*Görevin amacı*
Aşağıdaki öğelerde "door" kelimesinin geçtiği bütün satırları hiç değiştirmeden topla.

*Veri kayıtları*
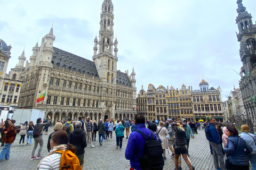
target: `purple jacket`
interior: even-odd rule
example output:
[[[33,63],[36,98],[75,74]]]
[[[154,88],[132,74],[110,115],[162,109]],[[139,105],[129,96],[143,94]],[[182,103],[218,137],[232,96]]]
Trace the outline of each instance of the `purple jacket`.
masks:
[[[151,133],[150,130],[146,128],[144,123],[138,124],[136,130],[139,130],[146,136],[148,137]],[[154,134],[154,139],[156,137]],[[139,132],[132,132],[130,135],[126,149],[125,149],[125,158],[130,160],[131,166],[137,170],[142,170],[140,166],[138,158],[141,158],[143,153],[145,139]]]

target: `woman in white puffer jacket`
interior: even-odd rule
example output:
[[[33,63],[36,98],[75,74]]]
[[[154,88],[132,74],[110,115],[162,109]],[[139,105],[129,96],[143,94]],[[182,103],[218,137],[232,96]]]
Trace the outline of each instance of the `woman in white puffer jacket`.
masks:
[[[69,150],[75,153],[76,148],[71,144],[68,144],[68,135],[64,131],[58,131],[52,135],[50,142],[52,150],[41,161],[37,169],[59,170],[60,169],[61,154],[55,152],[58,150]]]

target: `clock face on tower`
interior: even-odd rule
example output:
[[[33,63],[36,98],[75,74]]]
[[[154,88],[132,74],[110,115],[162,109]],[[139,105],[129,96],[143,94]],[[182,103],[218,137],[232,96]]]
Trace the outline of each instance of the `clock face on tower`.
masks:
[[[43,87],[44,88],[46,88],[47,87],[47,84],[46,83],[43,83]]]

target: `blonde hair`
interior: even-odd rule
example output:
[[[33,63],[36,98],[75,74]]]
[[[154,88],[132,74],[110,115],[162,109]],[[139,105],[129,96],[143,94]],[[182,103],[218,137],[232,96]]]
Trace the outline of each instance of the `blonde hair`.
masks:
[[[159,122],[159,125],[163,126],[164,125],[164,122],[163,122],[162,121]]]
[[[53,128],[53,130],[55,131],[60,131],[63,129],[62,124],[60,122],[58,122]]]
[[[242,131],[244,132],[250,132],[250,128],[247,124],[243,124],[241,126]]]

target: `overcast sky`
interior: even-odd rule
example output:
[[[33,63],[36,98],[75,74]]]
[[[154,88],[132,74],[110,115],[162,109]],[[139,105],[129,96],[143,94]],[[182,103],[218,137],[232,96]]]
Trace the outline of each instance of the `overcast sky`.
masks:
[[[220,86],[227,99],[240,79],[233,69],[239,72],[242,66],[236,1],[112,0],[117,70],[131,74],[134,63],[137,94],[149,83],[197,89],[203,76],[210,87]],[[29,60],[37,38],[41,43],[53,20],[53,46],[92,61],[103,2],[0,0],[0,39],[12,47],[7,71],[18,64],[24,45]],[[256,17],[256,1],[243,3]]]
==
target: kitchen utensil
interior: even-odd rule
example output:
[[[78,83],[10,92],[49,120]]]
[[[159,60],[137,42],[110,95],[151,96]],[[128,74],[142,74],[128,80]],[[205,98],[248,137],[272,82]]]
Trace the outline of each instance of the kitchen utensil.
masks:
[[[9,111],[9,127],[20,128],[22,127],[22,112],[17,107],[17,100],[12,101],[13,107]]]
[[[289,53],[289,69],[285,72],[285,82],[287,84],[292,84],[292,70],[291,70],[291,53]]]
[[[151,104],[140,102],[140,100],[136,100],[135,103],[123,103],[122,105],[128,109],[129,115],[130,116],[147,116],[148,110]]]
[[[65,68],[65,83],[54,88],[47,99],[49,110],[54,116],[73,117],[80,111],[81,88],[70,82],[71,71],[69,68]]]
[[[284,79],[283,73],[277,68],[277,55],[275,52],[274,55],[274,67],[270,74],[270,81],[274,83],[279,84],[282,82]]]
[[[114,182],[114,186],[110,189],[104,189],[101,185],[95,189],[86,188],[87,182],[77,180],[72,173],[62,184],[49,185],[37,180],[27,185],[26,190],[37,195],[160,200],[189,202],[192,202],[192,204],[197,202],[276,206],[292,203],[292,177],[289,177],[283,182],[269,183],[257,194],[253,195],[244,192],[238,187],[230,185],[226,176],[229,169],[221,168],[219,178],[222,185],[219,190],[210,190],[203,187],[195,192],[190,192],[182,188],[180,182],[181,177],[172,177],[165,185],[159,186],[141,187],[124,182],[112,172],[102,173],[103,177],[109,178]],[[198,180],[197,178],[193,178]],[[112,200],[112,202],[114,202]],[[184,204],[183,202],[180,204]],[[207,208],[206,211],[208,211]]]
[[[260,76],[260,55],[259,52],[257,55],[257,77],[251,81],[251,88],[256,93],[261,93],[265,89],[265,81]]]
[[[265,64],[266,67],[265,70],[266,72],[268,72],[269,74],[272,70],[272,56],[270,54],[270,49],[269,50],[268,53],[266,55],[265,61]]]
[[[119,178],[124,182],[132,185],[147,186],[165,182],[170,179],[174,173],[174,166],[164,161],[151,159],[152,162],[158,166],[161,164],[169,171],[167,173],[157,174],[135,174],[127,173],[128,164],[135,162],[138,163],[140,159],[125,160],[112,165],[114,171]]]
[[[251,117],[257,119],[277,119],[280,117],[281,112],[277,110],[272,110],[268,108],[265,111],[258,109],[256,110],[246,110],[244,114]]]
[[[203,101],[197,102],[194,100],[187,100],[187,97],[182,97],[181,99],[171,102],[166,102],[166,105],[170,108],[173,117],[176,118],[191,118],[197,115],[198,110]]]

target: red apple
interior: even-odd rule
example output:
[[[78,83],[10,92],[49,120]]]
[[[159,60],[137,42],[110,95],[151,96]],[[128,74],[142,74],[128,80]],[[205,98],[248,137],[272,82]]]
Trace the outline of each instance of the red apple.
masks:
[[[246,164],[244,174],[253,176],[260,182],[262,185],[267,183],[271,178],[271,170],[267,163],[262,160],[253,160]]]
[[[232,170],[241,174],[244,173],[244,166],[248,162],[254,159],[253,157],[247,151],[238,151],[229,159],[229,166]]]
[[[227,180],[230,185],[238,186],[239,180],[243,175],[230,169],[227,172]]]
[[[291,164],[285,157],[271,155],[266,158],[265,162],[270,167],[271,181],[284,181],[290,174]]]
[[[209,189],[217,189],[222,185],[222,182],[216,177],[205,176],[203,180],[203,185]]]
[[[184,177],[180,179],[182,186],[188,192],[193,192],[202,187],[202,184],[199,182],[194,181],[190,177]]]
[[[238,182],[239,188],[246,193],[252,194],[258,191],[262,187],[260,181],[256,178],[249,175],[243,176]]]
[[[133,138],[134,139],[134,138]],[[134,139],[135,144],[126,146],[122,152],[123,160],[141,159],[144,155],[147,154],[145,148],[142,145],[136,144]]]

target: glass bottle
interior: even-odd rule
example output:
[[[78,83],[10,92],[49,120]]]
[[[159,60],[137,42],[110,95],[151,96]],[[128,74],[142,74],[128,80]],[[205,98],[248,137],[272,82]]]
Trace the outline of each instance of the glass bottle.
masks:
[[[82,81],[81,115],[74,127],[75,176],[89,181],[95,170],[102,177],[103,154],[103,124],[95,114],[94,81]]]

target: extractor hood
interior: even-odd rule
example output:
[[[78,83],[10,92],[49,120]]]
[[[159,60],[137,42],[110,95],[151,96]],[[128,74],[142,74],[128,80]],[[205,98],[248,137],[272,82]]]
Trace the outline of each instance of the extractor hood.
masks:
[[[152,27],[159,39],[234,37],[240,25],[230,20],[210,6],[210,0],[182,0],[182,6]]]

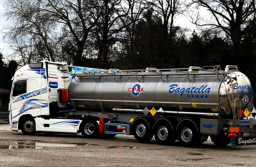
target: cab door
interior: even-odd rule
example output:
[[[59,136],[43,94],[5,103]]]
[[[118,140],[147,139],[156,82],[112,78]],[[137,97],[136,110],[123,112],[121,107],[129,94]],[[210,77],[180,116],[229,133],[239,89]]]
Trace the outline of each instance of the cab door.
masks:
...
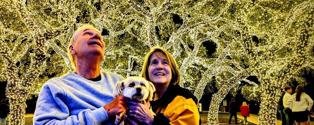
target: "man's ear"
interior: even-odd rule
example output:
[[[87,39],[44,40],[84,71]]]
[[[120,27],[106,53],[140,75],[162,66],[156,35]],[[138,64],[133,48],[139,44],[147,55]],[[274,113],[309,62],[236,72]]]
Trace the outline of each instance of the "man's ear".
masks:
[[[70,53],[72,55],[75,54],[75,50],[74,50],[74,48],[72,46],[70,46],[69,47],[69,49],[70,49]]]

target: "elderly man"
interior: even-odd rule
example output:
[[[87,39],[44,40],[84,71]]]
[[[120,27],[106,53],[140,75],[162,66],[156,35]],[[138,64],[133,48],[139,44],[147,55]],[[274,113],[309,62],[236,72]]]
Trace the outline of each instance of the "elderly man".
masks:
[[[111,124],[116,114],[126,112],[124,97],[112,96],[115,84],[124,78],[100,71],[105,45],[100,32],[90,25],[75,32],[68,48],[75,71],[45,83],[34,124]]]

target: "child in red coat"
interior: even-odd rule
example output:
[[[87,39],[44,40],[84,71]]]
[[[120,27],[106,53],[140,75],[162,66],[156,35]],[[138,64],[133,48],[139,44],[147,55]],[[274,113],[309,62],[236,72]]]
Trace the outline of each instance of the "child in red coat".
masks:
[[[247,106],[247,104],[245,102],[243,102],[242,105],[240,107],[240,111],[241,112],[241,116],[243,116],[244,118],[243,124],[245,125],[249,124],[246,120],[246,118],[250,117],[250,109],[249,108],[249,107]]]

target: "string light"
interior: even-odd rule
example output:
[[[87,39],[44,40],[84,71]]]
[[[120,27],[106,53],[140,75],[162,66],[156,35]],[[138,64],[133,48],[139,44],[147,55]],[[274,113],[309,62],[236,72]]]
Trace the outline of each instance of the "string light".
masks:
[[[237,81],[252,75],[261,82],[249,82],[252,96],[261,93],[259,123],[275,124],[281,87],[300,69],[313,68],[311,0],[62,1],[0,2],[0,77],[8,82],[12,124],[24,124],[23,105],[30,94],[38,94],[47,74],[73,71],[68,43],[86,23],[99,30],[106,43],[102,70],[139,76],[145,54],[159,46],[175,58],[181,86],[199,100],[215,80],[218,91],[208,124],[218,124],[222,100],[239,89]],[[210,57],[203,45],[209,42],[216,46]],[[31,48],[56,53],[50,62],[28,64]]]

*Sorunun çözümü*
target: cab door
Trace the outline of each instance of the cab door.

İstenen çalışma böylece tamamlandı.